== Exercise details ==
Pick out every line in the entries below that holds the word "baguette", and copy each of those lines.

Data entries

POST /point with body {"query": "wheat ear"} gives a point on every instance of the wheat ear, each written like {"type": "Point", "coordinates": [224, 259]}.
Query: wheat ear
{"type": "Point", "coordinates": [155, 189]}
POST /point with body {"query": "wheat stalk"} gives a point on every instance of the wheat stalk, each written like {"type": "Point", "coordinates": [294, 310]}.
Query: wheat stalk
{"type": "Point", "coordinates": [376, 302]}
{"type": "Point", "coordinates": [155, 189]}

==

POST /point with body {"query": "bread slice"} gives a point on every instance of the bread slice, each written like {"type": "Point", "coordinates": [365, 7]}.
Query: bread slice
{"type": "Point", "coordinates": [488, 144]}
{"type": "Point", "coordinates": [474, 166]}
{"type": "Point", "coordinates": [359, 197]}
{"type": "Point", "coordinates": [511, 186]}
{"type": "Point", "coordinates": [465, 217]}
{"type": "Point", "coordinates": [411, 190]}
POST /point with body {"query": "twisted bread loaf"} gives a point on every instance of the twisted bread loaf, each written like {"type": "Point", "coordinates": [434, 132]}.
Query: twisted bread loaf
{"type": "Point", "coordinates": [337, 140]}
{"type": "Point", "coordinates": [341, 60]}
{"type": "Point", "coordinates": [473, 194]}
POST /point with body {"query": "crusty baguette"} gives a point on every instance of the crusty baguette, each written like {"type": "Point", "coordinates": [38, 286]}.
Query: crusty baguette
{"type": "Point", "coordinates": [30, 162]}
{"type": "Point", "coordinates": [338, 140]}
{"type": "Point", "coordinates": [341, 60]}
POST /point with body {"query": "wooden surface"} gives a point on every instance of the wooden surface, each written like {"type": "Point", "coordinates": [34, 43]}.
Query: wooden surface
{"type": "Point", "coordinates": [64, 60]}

---

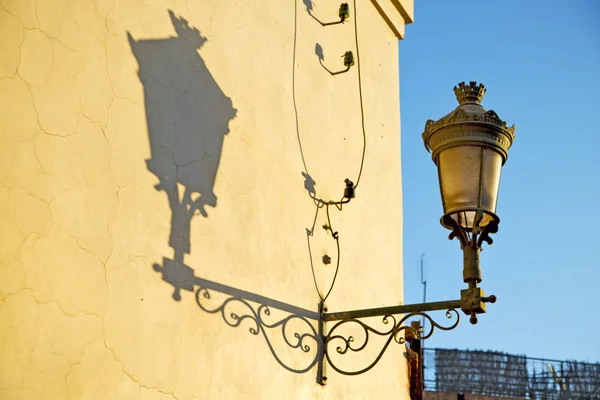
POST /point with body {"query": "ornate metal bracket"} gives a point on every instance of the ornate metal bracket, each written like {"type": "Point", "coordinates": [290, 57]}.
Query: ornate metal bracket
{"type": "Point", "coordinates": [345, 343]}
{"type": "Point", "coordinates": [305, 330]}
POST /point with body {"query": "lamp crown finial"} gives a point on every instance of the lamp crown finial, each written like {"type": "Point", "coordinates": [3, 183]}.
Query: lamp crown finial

== Exercise answer ==
POST /point with body {"query": "crusty baguette"} gives a point on every instance of the crusty baguette, each written like {"type": "Point", "coordinates": [38, 286]}.
Query: crusty baguette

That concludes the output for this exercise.